DRMacIver/knapsack.py

## knapsack.py
"""
This is an example of how to use Hypothesis to test a classic combinatorial
optimisation problem without having a reference implementation to compare
against.

The problem we're going to look at is the knapsack packing problem: Given a
set of objects with value and weight, how can maximize the total value while
keeping the total weight under a certain amount.

You can solve this exactly as an integer linear programming without too much
difficulty, but we're instead going to look at a straightforward greedy
solution and test it to breaking point.
"""


def solve_knapsack(items, capacity):
    """
    Takes a list of pairs of positive integers (value, size) and a
    positive integer capacity and returns a list of pairs drawn from
    the list which try to maximize the value.
    """
    result = []
    current_fill = 0
    while True:
        items = [
            item for item in items if current_fill + item[1] <= capacity
        ]
        assert all(item[1] <= capacity for item in items)
        if not items:
            break
        # Pick the item with the highest value per unit weight, breaking ties
        # by picking the more valuable of the two.
        chosen = max(items, key=lambda x: x[0] / x[1])
        items.remove(chosen)
        result.append(chosen)
        current_fill += chosen[1]
        assert current_fill <= capacity
    return result


def score_solution(solution):
    """Return the total value of a solution to the knapsack problem"""

[Data section]:
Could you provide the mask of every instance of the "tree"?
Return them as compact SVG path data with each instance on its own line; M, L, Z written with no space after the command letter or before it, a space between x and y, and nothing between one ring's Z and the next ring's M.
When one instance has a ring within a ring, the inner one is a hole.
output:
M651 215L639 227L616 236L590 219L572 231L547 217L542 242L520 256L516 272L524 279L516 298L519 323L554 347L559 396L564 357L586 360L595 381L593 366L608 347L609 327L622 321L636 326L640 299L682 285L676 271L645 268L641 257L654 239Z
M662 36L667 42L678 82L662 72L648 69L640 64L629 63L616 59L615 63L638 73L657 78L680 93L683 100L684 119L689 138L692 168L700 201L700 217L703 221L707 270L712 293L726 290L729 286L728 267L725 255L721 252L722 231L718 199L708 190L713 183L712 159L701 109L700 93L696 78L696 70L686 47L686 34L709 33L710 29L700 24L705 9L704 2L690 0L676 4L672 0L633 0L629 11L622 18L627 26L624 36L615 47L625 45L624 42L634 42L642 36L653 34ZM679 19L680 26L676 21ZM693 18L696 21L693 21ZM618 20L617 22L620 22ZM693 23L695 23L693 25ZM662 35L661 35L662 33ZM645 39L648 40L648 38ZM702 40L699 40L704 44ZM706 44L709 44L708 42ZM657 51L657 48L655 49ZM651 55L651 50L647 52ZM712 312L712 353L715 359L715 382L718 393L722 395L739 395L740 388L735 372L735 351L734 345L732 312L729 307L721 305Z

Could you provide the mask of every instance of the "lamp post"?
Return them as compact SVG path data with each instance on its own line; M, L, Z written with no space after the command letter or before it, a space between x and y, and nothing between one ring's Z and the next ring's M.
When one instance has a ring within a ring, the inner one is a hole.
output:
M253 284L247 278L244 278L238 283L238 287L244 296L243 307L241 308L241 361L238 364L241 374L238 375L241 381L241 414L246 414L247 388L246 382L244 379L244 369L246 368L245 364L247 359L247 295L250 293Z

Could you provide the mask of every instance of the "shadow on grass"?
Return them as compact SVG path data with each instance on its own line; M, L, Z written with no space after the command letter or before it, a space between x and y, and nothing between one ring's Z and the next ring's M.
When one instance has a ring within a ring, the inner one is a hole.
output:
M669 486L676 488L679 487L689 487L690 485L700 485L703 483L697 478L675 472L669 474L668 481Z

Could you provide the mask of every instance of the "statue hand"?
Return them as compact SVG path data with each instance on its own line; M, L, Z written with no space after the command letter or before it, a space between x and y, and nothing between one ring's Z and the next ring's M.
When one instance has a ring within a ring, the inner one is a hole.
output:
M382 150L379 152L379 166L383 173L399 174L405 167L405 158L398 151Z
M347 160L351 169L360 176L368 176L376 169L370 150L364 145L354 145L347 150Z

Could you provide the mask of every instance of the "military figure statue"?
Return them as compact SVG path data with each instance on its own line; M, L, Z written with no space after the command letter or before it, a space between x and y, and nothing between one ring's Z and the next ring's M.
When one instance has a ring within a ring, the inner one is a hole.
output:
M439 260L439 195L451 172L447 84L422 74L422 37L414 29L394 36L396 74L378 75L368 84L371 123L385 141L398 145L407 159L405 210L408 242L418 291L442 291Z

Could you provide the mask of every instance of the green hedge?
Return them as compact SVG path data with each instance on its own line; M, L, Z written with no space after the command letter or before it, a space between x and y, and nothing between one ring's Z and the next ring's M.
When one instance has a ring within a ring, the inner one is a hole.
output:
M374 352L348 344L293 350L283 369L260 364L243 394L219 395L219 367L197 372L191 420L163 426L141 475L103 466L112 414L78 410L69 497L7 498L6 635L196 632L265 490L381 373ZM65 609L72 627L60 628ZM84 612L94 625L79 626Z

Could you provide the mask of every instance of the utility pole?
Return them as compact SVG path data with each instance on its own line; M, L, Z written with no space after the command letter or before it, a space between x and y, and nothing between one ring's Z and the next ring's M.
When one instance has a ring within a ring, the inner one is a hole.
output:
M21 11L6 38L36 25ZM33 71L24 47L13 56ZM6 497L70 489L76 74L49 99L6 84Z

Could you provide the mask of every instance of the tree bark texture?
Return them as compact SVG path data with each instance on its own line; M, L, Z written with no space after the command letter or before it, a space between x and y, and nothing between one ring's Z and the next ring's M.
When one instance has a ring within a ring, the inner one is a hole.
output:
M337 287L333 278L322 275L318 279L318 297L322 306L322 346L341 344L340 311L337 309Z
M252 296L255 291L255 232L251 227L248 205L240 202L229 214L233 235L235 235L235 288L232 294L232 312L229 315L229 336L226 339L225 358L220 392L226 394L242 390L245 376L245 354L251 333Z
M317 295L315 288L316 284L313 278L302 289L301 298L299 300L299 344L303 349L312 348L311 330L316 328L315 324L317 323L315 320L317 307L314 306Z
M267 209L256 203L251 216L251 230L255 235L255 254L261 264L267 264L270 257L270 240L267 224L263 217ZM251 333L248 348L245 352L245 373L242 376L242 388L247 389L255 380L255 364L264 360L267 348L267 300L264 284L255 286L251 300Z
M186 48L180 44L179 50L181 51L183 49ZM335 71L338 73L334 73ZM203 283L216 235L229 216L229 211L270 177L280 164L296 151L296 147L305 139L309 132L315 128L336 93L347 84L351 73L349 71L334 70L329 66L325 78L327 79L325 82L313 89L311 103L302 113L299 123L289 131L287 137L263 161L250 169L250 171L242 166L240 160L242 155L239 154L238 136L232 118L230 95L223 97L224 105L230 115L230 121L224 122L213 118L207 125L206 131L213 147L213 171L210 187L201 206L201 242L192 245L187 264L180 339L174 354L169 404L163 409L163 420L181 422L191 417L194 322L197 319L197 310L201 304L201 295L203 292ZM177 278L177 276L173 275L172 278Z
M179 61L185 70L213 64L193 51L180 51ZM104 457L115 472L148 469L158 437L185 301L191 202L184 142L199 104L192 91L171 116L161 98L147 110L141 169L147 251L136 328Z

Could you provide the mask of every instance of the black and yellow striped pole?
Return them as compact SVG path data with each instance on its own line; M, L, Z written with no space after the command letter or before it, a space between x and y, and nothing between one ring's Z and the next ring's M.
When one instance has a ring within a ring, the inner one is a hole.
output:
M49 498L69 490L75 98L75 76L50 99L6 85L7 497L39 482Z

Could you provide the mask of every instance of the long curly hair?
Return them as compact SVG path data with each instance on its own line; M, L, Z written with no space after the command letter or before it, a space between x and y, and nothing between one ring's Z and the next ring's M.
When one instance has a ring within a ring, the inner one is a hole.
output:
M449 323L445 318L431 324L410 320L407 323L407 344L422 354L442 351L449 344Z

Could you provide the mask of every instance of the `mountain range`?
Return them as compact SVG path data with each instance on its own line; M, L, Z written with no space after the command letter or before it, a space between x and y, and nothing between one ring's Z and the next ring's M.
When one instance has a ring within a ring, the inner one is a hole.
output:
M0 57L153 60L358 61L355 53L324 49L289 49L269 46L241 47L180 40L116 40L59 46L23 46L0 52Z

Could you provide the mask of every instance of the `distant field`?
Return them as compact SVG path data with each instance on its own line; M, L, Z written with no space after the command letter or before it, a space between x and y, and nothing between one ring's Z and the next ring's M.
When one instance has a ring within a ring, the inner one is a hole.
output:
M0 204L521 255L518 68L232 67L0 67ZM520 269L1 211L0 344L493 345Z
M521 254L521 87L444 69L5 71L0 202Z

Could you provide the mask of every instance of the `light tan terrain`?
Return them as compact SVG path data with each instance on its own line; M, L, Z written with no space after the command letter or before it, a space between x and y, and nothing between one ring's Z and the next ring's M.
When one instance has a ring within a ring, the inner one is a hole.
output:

[What this exercise asks]:
**a)** In the knapsack code, list every variable that is assigned with a plain "=" inside the solve_knapsack function.
**b)** Extract the part of the knapsack code from "You can solve" to "to breaking point.".
**c)** Write what comes next in the knapsack code, starting after its last line.

[Expected results]:
**a)** result, current_fill, items, chosen

**b)**
You can solve this exactly as an integer linear programming without too much
difficulty, but we're instead going to look at a straightforward greedy
solution and test it to breaking point.

**c)**
    return sum(item[0] for item in solution)


import unittest
from hypothesis import given, assume
import hypothesis.strategies as st


# This will be the types of data that we want to feed to our algorithm to
# test it: Our items are tuples of positive integers, and our capacities
# are integers.
Item = st.tuples(st.integers(min_value=1), st.integers(min_value=1))
ItemSet = st.lists(Item)
Capacity = st.integers(min_value=1)


class TestKnapsack(unittest.TestCase):
    @given(ItemSet, Capacity)
    def test_returns_a_fitting_result(self, items, capacity):
        """Our first test is the most straightforward and is very important:
        We test that for any input our desired output meets the constraints
        we're trying to satisfy."""
        result = solve_knapsack(items, capacity)
        self.assertLessEqual(
            sum(size for value, size in result),
            capacity
        )

    @given(ItemSet, Capacity)
    def test_returns_a_non_empty_result_if_any_fit(self, items, capacity):
        """Ensure that if a solution is possible then one is found. i.e. if
        any of the items fit we don't return an empty solution"""
        assume(any(item[1] <= capacity for item in items))
        result = solve_knapsack(items, capacity)
        self.assertGreater(len(result), 0)

    @given(ItemSet, Capacity)
    def test_is_independent_of_order(self, items, capacity):
        """This tests that we are not vulnerable to the initial ordering of the
        items."""
        result = solve_knapsack(items, capacity)
        items.reverse()
        result2 = solve_knapsack(items, capacity)
        self.assertEqual(score_solution(result), score_solution(result2))

    @given(ItemSet, Capacity, Capacity)
    def test_raising_capacity_cannot_worsen_solution(self, items, c1, c2):
        """If the capacity is increased, we can reuse the current solution, so
        an optimal solution cannot be worse than the current one."""
        assume(c1 != c2)
        c1, c2 = sorted((c1, c2))
        result1 = solve_knapsack(items, c1)
        result2 = solve_knapsack(items, c2)
        self.assertLessEqual(score_solution(result1), score_solution(result2))

    @given(ItemSet, Capacity)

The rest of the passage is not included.